— WHAT IS REQUIRED —
Set down all the data again. Change nothing.

*** Opening of EXTRACTED INFORMATION ***

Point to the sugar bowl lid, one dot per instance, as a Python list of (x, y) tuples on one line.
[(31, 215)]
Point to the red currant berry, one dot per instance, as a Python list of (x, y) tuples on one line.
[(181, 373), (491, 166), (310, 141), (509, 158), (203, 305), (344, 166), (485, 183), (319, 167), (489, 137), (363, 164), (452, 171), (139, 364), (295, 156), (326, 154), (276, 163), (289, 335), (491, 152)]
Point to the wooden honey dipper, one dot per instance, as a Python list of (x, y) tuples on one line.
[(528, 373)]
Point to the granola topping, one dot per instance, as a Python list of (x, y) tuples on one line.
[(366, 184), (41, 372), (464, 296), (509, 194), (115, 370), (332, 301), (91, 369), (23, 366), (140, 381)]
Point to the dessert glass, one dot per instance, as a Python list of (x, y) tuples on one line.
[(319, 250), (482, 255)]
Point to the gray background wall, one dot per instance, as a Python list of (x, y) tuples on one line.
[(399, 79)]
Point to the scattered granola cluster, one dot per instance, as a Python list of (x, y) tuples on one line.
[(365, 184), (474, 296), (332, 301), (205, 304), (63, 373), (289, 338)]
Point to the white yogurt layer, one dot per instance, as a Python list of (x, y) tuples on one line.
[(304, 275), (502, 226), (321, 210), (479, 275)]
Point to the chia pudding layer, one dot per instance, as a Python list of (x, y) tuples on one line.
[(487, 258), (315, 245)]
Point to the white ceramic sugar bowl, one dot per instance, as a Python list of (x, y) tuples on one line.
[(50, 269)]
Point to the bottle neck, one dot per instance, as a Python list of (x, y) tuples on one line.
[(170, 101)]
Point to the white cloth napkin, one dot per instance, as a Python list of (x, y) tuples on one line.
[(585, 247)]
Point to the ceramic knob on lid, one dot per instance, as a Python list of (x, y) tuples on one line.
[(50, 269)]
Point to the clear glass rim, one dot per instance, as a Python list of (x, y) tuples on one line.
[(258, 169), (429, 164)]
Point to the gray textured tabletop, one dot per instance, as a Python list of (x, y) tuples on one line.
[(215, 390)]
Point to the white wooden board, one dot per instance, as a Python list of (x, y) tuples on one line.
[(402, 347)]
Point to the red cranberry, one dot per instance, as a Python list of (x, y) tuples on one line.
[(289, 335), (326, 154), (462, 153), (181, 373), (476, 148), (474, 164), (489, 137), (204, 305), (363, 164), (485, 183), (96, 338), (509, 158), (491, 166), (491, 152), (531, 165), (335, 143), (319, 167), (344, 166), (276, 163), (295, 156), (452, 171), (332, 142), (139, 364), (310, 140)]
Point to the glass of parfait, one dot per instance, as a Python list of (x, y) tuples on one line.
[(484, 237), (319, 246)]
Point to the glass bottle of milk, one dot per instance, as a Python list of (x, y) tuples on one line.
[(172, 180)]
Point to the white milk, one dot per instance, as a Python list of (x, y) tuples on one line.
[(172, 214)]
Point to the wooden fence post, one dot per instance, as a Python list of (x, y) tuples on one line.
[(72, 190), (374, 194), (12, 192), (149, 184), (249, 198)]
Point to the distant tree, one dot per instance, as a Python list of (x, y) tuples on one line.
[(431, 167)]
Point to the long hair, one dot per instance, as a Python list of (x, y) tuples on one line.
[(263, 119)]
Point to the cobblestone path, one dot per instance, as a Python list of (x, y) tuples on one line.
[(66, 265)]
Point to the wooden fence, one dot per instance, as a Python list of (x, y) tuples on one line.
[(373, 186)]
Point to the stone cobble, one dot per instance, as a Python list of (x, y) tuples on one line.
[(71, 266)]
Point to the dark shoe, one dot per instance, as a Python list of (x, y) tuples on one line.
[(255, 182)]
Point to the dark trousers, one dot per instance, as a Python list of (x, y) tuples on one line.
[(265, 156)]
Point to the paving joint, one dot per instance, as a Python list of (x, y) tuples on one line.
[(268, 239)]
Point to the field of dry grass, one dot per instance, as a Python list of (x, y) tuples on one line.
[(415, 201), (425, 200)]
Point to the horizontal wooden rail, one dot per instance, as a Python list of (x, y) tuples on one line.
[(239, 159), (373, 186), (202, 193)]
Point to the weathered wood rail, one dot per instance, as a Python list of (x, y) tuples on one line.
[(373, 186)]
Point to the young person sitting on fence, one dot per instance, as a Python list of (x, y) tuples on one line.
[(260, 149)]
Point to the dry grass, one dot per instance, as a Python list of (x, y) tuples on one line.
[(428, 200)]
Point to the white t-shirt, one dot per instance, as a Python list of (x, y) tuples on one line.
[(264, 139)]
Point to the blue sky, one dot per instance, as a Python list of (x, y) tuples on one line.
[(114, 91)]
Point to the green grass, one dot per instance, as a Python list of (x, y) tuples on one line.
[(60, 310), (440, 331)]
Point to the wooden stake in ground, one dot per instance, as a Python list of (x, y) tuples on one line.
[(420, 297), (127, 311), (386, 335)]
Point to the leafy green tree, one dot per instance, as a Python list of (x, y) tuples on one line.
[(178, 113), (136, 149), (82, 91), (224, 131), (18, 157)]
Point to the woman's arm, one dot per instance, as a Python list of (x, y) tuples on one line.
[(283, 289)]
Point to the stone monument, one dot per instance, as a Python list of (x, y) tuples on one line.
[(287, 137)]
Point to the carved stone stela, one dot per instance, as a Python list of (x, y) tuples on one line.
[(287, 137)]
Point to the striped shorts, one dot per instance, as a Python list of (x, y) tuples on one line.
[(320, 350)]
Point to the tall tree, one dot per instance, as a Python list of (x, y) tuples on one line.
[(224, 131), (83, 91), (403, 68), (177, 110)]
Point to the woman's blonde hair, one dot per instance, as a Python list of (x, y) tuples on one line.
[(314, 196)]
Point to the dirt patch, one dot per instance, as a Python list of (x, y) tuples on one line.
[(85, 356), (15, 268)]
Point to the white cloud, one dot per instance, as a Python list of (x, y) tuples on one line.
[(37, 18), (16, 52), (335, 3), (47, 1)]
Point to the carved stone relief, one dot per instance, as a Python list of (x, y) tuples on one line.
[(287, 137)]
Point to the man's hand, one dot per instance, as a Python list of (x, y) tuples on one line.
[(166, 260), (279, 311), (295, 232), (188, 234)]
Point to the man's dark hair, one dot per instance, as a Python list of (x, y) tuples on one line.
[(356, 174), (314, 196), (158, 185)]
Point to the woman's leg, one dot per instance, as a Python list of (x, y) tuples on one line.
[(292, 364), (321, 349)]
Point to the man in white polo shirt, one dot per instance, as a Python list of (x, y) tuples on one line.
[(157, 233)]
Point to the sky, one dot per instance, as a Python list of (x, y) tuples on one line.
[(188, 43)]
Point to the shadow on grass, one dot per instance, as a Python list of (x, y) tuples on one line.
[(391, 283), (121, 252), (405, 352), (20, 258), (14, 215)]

*** Close of EXTRACTED INFORMATION ***

— COMPLETED TASK —
Point to the sugar bowl lid, one dot per instance, as a Python list of (x, y) tuples on one line.
[(31, 215)]
Point to the red currant berry, one dot per instance, as a Python list of (x, y) tuples on one line.
[(181, 373), (491, 166), (310, 141), (509, 158), (203, 305), (344, 166), (485, 183), (319, 167), (489, 137), (363, 164), (452, 171), (139, 364), (295, 156), (326, 154), (276, 163), (289, 335), (491, 152)]
Point to the wooden honey dipper, one dot per instance, as a Python list of (x, y) tuples on one line.
[(528, 373)]
Point to the granola topping, one dot per instance, as a Python list of (x, y) tuples on one line.
[(366, 184), (41, 372), (464, 296), (509, 194), (115, 370), (332, 301), (91, 369), (23, 366), (140, 381)]
Point to the dessert glass, one dot per instance, as a Python list of (x, y) tuples on one line.
[(319, 250), (482, 255)]
Point to the gray background wall, one dot per instance, as a Python list of (x, y) tuples on one line.
[(399, 79)]
Point to the scattered granola cluster, one dot per instance, as a Python list of (x, y) tuples on one line.
[(365, 184), (474, 296), (332, 301), (205, 304), (63, 373), (289, 338)]
Point to the white yogurt layer, one dot per instance, as a Python list of (x, y) tuples on one line.
[(304, 275), (502, 226), (321, 210), (479, 275)]
Point to the chia pudding layer, one dot per instance, as a Python list of (x, y) tuples on one line.
[(487, 258), (315, 245)]
Point to the white ceramic sugar bowl, one dot per instance, as a Python list of (x, y) tuples on one line.
[(50, 269)]
Point to the bottle neck, one dot per instance, as a Python list of (x, y) tuples on one line.
[(170, 101)]
Point to the white cloth napkin, one dot per instance, as a Python list of (x, y) tuples on one line.
[(585, 247)]
Point to the ceramic knob on lid, one dot per instance, as a Python list of (x, y) tuples on one line.
[(50, 269)]
Point to the clear glass rim, one dot per instance, as a Python list of (x, y) tuples on one line.
[(258, 169), (429, 164)]
Point to the gray textured tabletop, one dot per instance, as a Python list of (x, y) tuples on one line.
[(215, 390)]
Point to the white wooden board, one dot per instance, as a Python list of (x, y) tuples on one line.
[(402, 347)]
Point to the red cranberry, one dot per instance, as a Python list of (x, y) tuples on one line.
[(289, 335), (326, 154), (462, 153), (181, 373), (476, 148), (474, 164), (489, 137), (204, 305), (363, 164), (485, 183), (96, 338), (509, 158), (491, 166), (491, 152), (531, 165), (335, 143), (319, 167), (344, 166), (276, 163), (295, 156), (452, 171), (332, 142), (139, 364), (310, 140)]
Point to the glass of parfait, one dot per instance, as a Python list of (x, y) tuples on one line.
[(484, 237), (319, 246)]
Point to the glass bottle of milk, one dot per instance, as a Python list of (x, y) tuples on one line.
[(172, 180)]
Point to the white milk, one dot per instance, as a Python list of (x, y) tuples on one line.
[(172, 214)]
Point to the wooden fence post, one dot per instance, as a Python list of (x, y) tuples on one line.
[(72, 190), (374, 194), (12, 192), (149, 184), (249, 198)]
Point to the distant tree, one dot per instance, as a Python list of (x, y) tuples on one line.
[(431, 167)]
Point to the long hair, one dot per instance, as a Python list of (x, y) tuples on one line.
[(263, 119)]
Point to the cobblestone path, one dot per instance, as a Python list of (x, y) tuples on one line.
[(66, 265)]
Point to the wooden fence, one dot per instance, as a Python list of (x, y) tuples on one line.
[(373, 186)]
Point to the stone cobble, one dot per instance, as a Python list of (x, y) tuples on one line.
[(71, 266)]
Point to the dark shoe, one dot per instance, as a Python list of (x, y) tuples on one line.
[(255, 182)]
Point to the dark trousers, one dot per instance, as a Python list of (x, y) tuples on one line.
[(265, 156)]
Point to the paving joint, one dot per instance, as a Python list of (x, y) tuples on one line.
[(268, 239)]
Point to the field of dry grass, one dot per instance, as a Python list of (x, y) tuples on one line.
[(415, 201), (425, 200)]
Point to the horizontal wooden rail, one dot per instance, as a Python list of (x, y) tuples on one line.
[(239, 159), (373, 186), (202, 193)]
Point to the weathered wood rail, one dot per instance, as a Python list of (x, y) tuples on one line.
[(373, 186)]
Point to the young person sitting on fence, one dot per instance, as a Python list of (x, y) tuples on one line.
[(260, 149)]
Point to the dry grass, one dot per instance, as a Python list of (x, y) tuples on one line.
[(428, 200)]
Point to the white t-shirt, one dot per instance, as a Python list of (x, y) tuples on one line.
[(264, 139)]
Point to the blue sky, one dot per instance, as a Python list of (x, y) tuples on one line.
[(114, 91)]
Point to the green grass, one dot per instance, as a Python list of (x, y) tuples on one line.
[(60, 310), (440, 331)]
Point to the wooden stake in ground, one dot per instance, as a Python list of (x, y) tuples on one line.
[(420, 297), (127, 311), (386, 335)]
Point to the leafy green tree, one dot per instance, as a Python list of (x, y) tuples on one line.
[(178, 113), (136, 149), (82, 91), (224, 131), (18, 157)]
Point to the woman's arm, one dot per instance, as a Python list of (x, y) tuples on one line.
[(283, 289)]
Point to the stone monument, one dot per instance, as a Python list of (x, y) tuples on one line.
[(287, 137)]
Point to the carved stone stela, one dot per instance, as a Python list of (x, y) tuples on one line.
[(287, 137)]
Point to the striped shorts, one dot per instance, as a Python list of (x, y) tuples on one line.
[(320, 350)]
Point to the tall tree, one dot per instance, as a Python list of (x, y) tuples on one line.
[(224, 131), (83, 91), (403, 68), (177, 110)]
Point to the woman's blonde hair, one dot per instance, as a Python list of (x, y) tuples on one line.
[(314, 196)]
Point to the dirt patch, one dot per instance, as a Python list of (x, y) tuples on one line.
[(85, 356), (15, 268)]
Point to the white cloud, one dot per instance, as a Python list of (x, y) tuples on one line.
[(37, 18), (16, 52), (335, 3), (47, 1)]
Point to the carved stone relief, one dot per instance, as a Python list of (x, y) tuples on one line.
[(287, 137)]
Point to the man's hand, one dot per instance, as a Python list of (x, y) tuples on one line.
[(166, 260), (279, 311), (295, 232), (188, 234)]
Point to the man's dark hair, one dot per instance, as a Python list of (x, y) tuples on one line.
[(356, 174), (314, 196), (158, 185)]
Point to the woman's leg, one dot per instance, as a Python list of (x, y) tuples on one line.
[(292, 364), (321, 349)]
Point to the man in white polo shirt, one dot per instance, as a Python list of (x, y) tuples on one line.
[(157, 233)]
Point to the sky, one dot per instance, as a Python list of (x, y) tuples on one line.
[(188, 43)]
Point to the shadow on grass, one dot per instance, as a Python list of (x, y) tuples on one line.
[(391, 283), (121, 252), (405, 352), (20, 258), (14, 215)]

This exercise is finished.